- What is required:
Copy the lines from the first one down to the line containing "(389, 1026)", including both, with every character unchanged.

··· Source records ···

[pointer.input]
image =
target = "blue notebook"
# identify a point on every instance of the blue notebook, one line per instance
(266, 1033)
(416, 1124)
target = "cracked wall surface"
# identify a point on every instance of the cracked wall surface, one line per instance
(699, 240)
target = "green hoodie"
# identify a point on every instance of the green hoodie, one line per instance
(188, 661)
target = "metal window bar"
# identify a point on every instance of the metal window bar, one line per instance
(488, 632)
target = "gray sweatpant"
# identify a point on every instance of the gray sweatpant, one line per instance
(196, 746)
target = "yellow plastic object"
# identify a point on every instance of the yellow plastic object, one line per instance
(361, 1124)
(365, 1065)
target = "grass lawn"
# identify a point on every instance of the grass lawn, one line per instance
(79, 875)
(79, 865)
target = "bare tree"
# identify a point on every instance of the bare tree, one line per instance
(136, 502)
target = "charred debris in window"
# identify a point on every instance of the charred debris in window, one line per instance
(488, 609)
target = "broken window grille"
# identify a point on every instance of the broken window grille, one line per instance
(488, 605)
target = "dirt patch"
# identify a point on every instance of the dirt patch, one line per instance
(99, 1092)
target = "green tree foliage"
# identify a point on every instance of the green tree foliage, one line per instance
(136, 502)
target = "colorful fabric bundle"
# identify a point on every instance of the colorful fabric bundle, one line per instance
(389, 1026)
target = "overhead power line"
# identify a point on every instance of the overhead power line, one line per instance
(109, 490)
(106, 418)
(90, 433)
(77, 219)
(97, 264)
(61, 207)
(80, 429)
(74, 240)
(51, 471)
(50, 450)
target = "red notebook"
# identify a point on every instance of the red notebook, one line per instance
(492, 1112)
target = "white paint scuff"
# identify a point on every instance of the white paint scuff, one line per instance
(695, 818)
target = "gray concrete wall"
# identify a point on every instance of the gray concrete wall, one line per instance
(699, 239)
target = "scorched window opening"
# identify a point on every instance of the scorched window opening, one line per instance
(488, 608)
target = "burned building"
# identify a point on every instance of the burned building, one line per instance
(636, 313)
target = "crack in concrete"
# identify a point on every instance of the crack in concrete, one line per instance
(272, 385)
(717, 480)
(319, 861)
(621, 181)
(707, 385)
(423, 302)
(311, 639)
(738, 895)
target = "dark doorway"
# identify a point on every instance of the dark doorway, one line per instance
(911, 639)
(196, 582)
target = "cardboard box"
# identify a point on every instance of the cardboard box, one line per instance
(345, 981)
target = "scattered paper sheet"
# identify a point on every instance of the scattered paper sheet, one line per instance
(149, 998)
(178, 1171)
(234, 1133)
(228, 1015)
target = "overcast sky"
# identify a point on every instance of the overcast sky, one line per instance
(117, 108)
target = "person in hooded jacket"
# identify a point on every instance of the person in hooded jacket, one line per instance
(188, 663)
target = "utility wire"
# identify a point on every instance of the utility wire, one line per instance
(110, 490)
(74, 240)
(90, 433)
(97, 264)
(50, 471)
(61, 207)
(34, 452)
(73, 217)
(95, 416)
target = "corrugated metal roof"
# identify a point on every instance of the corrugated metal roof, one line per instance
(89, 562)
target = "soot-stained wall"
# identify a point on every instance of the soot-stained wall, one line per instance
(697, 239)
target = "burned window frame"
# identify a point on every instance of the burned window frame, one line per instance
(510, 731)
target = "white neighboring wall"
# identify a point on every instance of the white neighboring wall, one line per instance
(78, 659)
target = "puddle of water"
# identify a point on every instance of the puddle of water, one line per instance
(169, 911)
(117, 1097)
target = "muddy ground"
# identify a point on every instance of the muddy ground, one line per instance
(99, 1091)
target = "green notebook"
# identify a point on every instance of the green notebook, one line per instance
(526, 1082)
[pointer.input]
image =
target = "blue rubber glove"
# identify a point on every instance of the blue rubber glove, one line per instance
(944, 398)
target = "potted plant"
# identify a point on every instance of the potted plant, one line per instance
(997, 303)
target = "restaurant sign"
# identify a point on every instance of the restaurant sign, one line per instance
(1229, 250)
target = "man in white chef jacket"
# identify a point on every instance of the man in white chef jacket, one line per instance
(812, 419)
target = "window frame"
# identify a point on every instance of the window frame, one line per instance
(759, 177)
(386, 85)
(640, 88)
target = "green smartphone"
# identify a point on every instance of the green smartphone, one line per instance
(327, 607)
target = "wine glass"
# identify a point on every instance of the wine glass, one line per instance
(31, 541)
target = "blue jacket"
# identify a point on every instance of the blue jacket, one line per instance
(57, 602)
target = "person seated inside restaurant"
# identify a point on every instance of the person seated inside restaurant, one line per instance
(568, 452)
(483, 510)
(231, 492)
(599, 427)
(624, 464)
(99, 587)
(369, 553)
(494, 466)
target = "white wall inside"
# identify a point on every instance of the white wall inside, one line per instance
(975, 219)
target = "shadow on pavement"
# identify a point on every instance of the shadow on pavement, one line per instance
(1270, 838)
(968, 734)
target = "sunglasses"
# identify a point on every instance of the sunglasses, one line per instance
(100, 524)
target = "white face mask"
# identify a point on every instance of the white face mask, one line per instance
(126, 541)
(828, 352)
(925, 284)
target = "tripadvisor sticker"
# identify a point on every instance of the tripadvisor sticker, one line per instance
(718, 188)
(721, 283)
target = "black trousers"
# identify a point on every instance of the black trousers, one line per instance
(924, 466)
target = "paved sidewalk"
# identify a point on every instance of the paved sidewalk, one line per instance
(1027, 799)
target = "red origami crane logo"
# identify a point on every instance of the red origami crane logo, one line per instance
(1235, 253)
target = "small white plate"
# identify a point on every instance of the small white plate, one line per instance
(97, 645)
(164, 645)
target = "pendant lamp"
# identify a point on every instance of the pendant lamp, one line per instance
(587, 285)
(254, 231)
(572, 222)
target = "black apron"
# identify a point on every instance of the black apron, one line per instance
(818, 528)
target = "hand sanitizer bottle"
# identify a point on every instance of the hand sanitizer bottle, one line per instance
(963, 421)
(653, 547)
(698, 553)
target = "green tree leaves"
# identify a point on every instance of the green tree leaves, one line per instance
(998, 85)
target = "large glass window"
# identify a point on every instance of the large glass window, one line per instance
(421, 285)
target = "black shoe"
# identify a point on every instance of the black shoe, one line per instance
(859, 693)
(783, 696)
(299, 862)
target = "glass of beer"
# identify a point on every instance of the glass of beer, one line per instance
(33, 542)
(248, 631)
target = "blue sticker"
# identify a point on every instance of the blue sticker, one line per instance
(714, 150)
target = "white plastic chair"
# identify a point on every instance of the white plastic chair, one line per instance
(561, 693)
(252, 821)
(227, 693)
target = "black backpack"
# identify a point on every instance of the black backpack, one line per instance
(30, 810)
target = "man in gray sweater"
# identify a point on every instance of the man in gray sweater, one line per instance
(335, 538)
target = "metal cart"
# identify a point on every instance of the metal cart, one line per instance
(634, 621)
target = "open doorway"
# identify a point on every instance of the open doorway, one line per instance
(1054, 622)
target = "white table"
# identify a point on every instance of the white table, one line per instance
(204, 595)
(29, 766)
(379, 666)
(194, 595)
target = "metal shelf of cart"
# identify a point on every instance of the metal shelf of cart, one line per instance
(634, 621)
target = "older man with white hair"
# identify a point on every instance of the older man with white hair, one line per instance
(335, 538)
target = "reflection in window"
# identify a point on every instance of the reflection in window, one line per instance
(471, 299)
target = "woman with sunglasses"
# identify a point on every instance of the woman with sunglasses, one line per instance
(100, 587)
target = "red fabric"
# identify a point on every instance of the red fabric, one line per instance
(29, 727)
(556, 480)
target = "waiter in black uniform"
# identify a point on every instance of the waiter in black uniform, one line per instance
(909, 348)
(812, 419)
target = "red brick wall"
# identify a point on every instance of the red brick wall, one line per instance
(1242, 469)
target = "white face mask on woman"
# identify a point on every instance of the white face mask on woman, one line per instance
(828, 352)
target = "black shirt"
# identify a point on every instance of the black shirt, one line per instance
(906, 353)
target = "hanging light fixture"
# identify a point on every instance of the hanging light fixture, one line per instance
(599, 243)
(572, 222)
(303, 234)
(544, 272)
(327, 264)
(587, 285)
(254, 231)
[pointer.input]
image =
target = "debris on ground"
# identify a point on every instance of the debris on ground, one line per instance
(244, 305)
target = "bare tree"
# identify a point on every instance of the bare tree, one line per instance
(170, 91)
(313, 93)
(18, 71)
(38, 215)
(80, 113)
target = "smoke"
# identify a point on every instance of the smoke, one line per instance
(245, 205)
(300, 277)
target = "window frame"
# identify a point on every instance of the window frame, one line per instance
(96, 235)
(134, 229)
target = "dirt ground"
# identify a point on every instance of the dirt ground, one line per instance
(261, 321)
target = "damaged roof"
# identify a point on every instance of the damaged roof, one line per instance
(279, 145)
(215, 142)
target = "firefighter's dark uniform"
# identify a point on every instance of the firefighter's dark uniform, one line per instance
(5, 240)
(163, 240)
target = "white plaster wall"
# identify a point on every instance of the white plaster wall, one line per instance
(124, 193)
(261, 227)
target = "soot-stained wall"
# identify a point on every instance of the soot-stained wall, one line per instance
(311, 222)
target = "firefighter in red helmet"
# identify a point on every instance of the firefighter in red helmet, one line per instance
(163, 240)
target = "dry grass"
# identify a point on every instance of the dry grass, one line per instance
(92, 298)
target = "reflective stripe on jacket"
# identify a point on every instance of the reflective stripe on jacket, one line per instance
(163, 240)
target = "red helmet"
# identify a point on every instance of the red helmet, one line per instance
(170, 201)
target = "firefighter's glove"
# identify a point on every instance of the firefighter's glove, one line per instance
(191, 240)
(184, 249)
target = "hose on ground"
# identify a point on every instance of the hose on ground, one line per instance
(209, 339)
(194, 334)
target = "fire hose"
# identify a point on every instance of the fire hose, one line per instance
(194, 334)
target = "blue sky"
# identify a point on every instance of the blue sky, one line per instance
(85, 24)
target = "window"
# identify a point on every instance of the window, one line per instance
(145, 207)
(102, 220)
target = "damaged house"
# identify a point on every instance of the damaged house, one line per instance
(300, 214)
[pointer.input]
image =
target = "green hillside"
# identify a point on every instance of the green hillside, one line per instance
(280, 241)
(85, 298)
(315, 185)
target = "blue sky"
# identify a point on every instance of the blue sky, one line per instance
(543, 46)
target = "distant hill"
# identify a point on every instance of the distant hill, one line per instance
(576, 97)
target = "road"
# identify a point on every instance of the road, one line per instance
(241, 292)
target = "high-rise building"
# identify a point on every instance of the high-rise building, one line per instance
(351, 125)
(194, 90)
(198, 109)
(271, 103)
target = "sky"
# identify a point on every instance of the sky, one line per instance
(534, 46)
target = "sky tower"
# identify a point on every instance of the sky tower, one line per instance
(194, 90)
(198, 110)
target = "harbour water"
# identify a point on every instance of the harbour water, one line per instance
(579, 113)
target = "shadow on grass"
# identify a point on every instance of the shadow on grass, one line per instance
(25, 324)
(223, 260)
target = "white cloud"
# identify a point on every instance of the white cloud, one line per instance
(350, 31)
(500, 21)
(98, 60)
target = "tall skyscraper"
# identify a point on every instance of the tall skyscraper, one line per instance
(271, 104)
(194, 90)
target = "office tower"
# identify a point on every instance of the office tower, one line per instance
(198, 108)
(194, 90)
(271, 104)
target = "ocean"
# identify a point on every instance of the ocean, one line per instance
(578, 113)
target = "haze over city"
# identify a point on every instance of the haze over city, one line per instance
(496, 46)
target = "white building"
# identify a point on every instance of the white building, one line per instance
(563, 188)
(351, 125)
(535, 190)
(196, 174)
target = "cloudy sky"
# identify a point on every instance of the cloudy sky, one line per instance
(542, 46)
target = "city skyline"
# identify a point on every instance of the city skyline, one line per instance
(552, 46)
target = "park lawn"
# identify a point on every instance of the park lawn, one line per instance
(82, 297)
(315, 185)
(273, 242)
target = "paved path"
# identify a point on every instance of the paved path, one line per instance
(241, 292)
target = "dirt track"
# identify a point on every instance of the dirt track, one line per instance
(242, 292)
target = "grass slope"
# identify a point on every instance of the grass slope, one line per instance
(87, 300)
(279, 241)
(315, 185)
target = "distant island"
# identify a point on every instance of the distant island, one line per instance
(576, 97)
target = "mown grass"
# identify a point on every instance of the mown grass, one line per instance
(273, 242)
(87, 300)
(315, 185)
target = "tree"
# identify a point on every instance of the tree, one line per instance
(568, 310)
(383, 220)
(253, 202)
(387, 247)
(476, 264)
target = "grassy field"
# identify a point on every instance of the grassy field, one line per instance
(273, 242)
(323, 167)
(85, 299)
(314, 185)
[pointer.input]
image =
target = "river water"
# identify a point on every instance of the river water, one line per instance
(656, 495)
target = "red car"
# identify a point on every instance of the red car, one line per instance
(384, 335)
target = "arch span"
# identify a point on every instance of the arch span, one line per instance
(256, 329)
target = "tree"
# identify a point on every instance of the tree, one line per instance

···

- Correct result:
[pointer.input]
image =
target = "blue notebook"
# identify a point on every instance of the blue notebook, one line per instance
(266, 1033)
(416, 1124)
target = "cracked wall surface"
# identify a point on every instance of the cracked wall surface, one line per instance
(699, 240)
target = "green hoodie"
# identify a point on every instance of the green hoodie, one line per instance
(188, 661)
target = "metal window bar"
# identify a point on every instance of the metal window bar, one line per instance
(488, 632)
target = "gray sweatpant"
# identify a point on every instance of the gray sweatpant, one line per instance
(196, 746)
target = "yellow plastic object"
# identify a point on every instance of the yellow plastic object, one line per instance
(361, 1124)
(365, 1065)
target = "grass lawn"
# identify a point on every instance of the grass lawn, one line per instance
(79, 875)
(79, 865)
target = "bare tree"
# identify a point on every instance of the bare tree, one line per instance
(136, 502)
target = "charred debris in window"
# identify a point on every instance of the charred debris in window, one line per instance
(488, 609)
target = "broken window grille"
# identify a point on every instance of the broken window grille, one line per instance
(488, 605)
target = "dirt patch"
# identify a point on every instance of the dirt patch, one line per instance
(99, 1092)
target = "green tree foliage"
# identify a point on every instance of the green tree foliage, one line per instance
(136, 502)
target = "colorful fabric bundle"
# identify a point on every instance of the colorful fabric bundle, one line per instance
(389, 1026)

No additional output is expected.